▸ TASK DETAILS:
Reproduce, character for character, the lines of the material below, beginning at the line that contains "Note to the class: point to the white" and continuing through the last line of the material.

▸ DATASET ENTRIES:

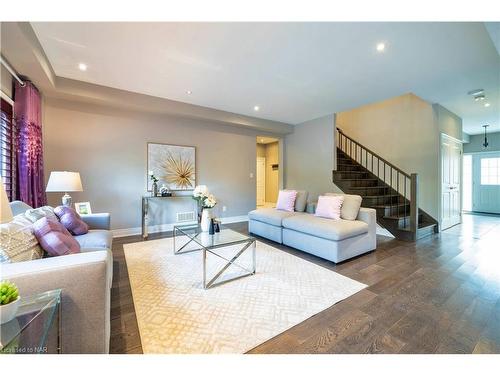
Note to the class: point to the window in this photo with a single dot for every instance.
(490, 171)
(7, 142)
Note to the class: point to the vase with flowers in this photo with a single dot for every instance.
(206, 202)
(154, 185)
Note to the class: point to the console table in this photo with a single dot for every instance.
(145, 209)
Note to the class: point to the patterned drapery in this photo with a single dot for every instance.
(27, 115)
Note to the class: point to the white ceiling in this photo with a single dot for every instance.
(293, 71)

▸ EXERCISE OUTPUT:
Note to the class: point to the white ceiling in this photo with a single dot for every instance.
(293, 71)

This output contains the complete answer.